### [TASK TO COMPLETE]
Each line of the data below must be reproduced without any change.

### [PROVIDED MATERIAL]

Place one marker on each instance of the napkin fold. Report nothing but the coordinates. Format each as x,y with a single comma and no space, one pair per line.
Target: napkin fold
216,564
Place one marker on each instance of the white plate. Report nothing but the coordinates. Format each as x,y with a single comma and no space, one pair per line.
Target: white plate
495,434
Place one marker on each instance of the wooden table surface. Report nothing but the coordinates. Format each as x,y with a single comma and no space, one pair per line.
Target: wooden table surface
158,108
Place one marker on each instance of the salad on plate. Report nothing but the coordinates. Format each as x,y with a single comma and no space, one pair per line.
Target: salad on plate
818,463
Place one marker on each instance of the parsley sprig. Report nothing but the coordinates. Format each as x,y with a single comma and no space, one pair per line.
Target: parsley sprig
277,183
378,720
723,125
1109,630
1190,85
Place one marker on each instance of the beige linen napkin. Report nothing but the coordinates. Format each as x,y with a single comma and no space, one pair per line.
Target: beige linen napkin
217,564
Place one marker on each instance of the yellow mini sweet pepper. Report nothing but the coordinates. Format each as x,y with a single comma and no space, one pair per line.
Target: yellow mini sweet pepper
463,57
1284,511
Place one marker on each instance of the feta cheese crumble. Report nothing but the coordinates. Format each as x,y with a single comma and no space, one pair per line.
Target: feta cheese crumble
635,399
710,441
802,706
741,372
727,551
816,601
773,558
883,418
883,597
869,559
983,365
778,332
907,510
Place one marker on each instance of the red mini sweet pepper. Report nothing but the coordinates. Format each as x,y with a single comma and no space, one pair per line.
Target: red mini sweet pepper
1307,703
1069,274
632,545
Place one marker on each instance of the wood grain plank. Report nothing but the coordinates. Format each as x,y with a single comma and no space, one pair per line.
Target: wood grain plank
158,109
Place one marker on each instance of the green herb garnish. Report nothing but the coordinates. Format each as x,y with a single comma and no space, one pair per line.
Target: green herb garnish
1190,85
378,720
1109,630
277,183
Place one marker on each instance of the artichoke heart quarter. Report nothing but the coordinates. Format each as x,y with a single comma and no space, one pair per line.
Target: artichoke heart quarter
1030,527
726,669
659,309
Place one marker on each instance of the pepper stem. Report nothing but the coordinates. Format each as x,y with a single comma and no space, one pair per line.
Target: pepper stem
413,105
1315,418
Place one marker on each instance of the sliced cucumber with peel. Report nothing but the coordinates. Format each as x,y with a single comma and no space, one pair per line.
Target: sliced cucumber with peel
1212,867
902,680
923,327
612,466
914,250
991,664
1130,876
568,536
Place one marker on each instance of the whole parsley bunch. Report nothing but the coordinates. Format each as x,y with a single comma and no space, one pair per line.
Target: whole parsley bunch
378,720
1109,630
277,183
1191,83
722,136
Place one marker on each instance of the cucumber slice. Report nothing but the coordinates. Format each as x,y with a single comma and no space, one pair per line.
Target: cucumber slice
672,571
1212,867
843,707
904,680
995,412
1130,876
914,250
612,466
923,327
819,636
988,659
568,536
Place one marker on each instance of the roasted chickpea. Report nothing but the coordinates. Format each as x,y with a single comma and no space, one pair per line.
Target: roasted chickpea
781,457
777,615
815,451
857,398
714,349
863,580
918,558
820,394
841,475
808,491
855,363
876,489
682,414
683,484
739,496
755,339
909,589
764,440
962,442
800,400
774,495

### [TASK ANSWER]
Place one marker on each instance of the napkin fold. Report nothing but the coordinates. Format each as x,y with a single comma and no space, one pair per line.
Target: napkin fold
216,564
Place one marker on each instance of the white plate. Report nothing but the coordinates. Format each as x,y with a single comma and no space, one pair per line.
Target: white plate
495,434
Place one marker on each instance of the wooden table surface. Report nothing but the coordinates. Format each as x,y with a single comma and no space, one pair per line.
Target: wooden table surface
158,108
Place one marker on each instance of the salad on plate. Report nothing but the coordinates. Format each as x,y with a single comma and no space, one pair per line.
Target: salad on plate
818,463
Place one marker on each instance of the parsley sprig. Report nothing but the coordinates. Format each as x,y with a single comma and no space, one pair per line.
Target: parsley sprig
277,183
378,720
723,125
1109,630
1190,85
Place one marker on each instance of the beige linen napkin. Report nothing but the coordinates. Format each as x,y with a single comma and no space, one pair per line.
Target: beige linen napkin
217,564
Place one marker on each instance of the yellow mini sweet pepper. Report nothing but the coordinates. Format each as x,y with a single comma and no space, one pair per line.
Target: yellow mini sweet pepper
463,57
1284,511
Place one marker on each instance of the feta cheese crumble. Report nothing but the coordinates. Format each as x,y with a single comma and no space, one pair per line.
Target: feta cheese crumble
635,399
710,441
802,706
741,372
727,551
816,601
773,558
883,418
883,597
869,559
983,365
778,332
907,510
Place one marker on each instance of the red mini sweet pepper. Report nothing but the coordinates. Format each as x,y with a single comma and no space, one pair per line.
Target: red mini sweet pepper
1307,703
1069,274
632,545
Place one marker on each instance of the wood grain plank. Report nothing but the coordinates. Format each as x,y with a single comma and no space, one pair per line.
Target: wood grain plank
158,109
Place one marker on each instance of the green herb garnish. Report nothing but the coordinates. Format each as x,y with a single comma and no space, one pair per line.
Target: green herb garnish
1190,85
378,720
1109,630
277,183
Place one marker on each instance of the artichoke heart quarter. Report nothing but the coordinates. Format each as x,y with a single comma and no space, one pair per line.
Target: artichoke heart quarter
1030,527
726,669
659,309
Place one marker on each instance of the pepper stem. Report nothing but the coordinates. Format each as x,y with a single comma and no space, one pair per line.
Target: pepper stem
413,105
1315,418
Place one marker on each instance of the sliced cucumber with peel. Report nothing but the coordinates. Format each as x,y with a single comma and no space, one pair per line.
Target: sliced cucumber with peel
1212,867
902,680
923,327
612,466
914,250
991,664
1130,876
568,536
Place one marker on each instance of the whole parsley bunch. Report nothing but the coordinates. Format each as x,y with a single comma and no space, one pair per line.
Target: whole parsley bunch
378,720
1109,630
277,183
1191,83
722,136
Place one marker on each instance of the cucumber slice. Report nothing but the coordinates. Format each as x,y with a single comma and no space, one pair per line.
Target: cucumber slice
672,571
1212,867
843,707
904,680
995,412
1130,876
914,250
612,466
923,327
819,636
988,659
568,536
Place one marker on each instance of the roasted chickpea. Report nothing but the coordinates. Format each as x,y with a single comma and no space, one pair per line.
Target: roasted chickpea
781,457
777,615
815,451
857,398
714,349
863,580
918,558
820,394
841,475
808,491
855,363
876,489
682,414
683,484
739,496
755,339
909,589
764,440
962,442
800,400
774,495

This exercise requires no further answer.